Copy the data from the line containing "Target: fluffy white fur" through the end of the data, inclusive, replacing each "per instance" with "for each instance" and leaving everything else unchanged.
-- -- --
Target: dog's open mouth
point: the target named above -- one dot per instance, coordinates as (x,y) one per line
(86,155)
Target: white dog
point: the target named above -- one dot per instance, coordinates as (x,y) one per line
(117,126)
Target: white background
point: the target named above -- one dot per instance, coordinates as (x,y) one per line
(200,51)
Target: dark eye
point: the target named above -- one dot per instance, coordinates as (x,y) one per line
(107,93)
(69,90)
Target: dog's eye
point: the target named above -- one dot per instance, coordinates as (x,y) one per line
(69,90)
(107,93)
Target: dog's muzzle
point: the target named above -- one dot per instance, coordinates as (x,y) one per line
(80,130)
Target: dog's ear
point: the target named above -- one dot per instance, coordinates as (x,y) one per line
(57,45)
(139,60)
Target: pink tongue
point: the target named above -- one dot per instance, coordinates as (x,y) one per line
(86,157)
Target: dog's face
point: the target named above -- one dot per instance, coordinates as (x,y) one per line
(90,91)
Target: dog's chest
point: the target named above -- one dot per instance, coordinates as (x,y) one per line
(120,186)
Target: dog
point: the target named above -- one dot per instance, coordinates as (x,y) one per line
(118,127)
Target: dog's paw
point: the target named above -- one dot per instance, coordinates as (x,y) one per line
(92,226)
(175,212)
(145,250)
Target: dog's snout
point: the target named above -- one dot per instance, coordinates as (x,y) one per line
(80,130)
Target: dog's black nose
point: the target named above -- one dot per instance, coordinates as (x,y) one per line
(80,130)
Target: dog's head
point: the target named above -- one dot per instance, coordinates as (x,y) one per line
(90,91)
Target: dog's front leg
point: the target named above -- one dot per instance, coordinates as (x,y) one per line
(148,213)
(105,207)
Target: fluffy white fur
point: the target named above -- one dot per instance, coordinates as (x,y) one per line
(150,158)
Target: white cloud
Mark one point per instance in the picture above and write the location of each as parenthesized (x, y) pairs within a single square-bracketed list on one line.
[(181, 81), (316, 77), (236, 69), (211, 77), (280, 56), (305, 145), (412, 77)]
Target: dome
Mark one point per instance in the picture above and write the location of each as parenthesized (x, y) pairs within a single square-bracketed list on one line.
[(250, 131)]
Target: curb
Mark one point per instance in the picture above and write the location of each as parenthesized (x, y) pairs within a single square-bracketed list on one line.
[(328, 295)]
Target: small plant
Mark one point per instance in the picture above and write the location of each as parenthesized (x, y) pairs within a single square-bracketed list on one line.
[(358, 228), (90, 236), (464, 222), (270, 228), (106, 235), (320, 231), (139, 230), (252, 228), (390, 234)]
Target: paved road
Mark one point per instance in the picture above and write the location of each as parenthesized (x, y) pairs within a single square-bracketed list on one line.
-- -- --
ANSWER TO THIS TASK:
Target: fluffy white fur
point: the target named above -- one dot for each instance, coordinates as (x,y) one per line
(150,158)
Target: white cloud
Mark one point for each instance in the picture above and write the location of each as parenthesized (x, y) pairs within a single square-bracketed list on one line.
[(181, 81), (316, 77), (236, 69), (211, 77), (280, 56), (305, 145), (412, 77)]
Target: dome
Mark one point for each instance in the picture above and write the location of each as parenthesized (x, y) pairs within a single square-bracketed list on one line.
[(250, 131)]
Target: curb
Mark one point for each instance in the picture above and write the location of each as parenthesized (x, y) pairs within a single square-bracketed list on one line.
[(328, 295)]
Target: small plant
Mark one point for each instance in the picture above and write the location of each as parenthesized (x, y) pairs within a single square-bracketed list on one line.
[(358, 228), (90, 236), (464, 222), (270, 228), (106, 235), (320, 231), (139, 230), (252, 228), (390, 234)]
Target: paved road
Mark one point for each instance in the picture above and write the location of each as parenthesized (x, y) pairs within a single square-bracketed list on one line.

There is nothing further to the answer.